Telegram, clés de lecture
6 octobre 2024
Par Alexis Roussel
Directeur des opérations (COO) de Nym Thechnologies, Membre du Conseil d’orientation stratégique iDFrights

Telegram est une messagerie lancée en 2013 par Pavel Durov. Avec 100’000 utilisateurs la première année, Telegram compte désormais 950 millions d’utilisateurs actifs mensuels. En 10 ans, Telegram est devenu un géant par le nombre de ses utilisateurs.

Qui est Pavel Durov ?

Pavel Durov est un citoyen russe qui a d’abord fondé le plus gros réseau social russe, VK. En 2012, il revend une partie de VK puis il démissionne en avril 2014 après avoir refusé de fournir aux autorités russes les données des protestataires de Maidan en Ukraine, également utilisateurs de VK. Craignant pour ses affaires, il déménage à Dubaï où il fonde Telegram. Il obtient également la nationalité de plusieurs pays, dont Saint Kitts et Nevis (deux pays des Caraïbes). Il obtient également la nationalité française dans des circonstances qui font douter de nombreuses personnes. La fortune de Durov est issue de la vente de VK, mais également d’un investissement judicieux en Bitcoin. Son parcours a largement contribué à l’image de Telegram comme application qui ne coopère pas avec les autorités et garantit un espace d’échanges non-censurés.

Données fournies
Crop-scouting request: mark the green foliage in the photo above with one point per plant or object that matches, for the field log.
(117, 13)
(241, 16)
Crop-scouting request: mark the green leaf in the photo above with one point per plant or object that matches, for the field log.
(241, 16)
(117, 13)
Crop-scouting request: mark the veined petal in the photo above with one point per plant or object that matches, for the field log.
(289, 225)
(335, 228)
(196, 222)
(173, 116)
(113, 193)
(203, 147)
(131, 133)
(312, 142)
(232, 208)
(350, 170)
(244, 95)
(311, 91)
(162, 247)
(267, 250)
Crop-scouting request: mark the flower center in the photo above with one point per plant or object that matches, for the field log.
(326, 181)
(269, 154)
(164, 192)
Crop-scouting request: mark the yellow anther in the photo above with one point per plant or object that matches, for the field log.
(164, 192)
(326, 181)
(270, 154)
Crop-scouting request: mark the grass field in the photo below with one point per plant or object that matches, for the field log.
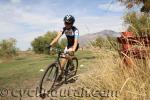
(98, 69)
(23, 71)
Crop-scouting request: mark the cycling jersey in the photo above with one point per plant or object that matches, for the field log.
(71, 34)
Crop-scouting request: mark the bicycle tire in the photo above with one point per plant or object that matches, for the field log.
(75, 66)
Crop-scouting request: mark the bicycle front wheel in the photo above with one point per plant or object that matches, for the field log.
(48, 79)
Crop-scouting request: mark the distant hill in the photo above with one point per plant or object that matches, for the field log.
(85, 39)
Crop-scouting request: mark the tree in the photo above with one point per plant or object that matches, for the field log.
(39, 43)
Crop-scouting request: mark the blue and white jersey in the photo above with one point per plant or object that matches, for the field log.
(71, 35)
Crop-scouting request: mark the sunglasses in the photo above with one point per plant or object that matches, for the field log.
(67, 23)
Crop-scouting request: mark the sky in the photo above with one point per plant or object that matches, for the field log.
(25, 20)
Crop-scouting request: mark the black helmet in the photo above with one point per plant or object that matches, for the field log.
(69, 19)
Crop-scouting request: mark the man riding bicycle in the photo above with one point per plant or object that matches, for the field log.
(72, 35)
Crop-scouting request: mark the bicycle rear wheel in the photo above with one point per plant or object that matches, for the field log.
(72, 66)
(48, 79)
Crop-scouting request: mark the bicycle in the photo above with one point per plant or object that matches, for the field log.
(53, 70)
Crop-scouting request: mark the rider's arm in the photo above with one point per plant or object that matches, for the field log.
(76, 40)
(56, 39)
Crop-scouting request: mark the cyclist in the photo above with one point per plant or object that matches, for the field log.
(72, 35)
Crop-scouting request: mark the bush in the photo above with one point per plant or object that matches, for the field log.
(8, 47)
(39, 43)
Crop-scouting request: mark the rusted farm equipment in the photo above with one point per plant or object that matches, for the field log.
(133, 47)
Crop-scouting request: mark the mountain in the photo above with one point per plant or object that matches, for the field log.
(85, 39)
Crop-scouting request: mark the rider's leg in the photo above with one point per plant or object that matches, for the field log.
(62, 64)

Liste des tâches
**A.** Résumez l'extrait sur Telegram en deux phrases.
**B.** Recopiez fidèlement l'extrait sur Telegram depuis « Pavel Durov est » jusqu'à « espace d’échanges non-censurés. » inclus.
**C.** Selon l'extrait sur Telegram, dans quelle ville Pavel Durov a-t-il fondé Telegram ?

Réponses par tâche
**A.** Telegram est une messagerie lancée en 2013 par Pavel Durov, qui compte désormais 950 millions d'utilisateurs actifs mensuels. Citoyen russe et fondateur de VK, Durov a démissionné en 2014 après avoir refusé de fournir aux autorités russes les données des protestataires de Maidan, un parcours qui a largement contribué à l'image de Telegram comme application qui ne coopère pas avec les autorités.

**B.**
Pavel Durov est un citoyen russe qui a d’abord fondé le plus gros réseau social russe, VK. En 2012, il revend une partie de VK puis il démissionne en avril 2014 après avoir refusé de fournir aux autorités russes les données des protestataires de Maidan en Ukraine, également utilisateurs de VK. Craignant pour ses affaires, il déménage à Dubaï où il fonde Telegram. Il obtient également la nationalité de plusieurs pays, dont Saint Kitts et Nevis (deux pays des Caraïbes). Il obtient également la nationalité française dans des circonstances qui font douter de nombreuses personnes. La fortune de Durov est issue de la vente de VK, mais également d’un investissement judicieux en Bitcoin. Son parcours a largement contribué à l’image de Telegram comme application qui ne coopère pas avec les autorités et garantit un espace d’échanges non-censurés.

**C.** Il l'a fondé à Dubaï.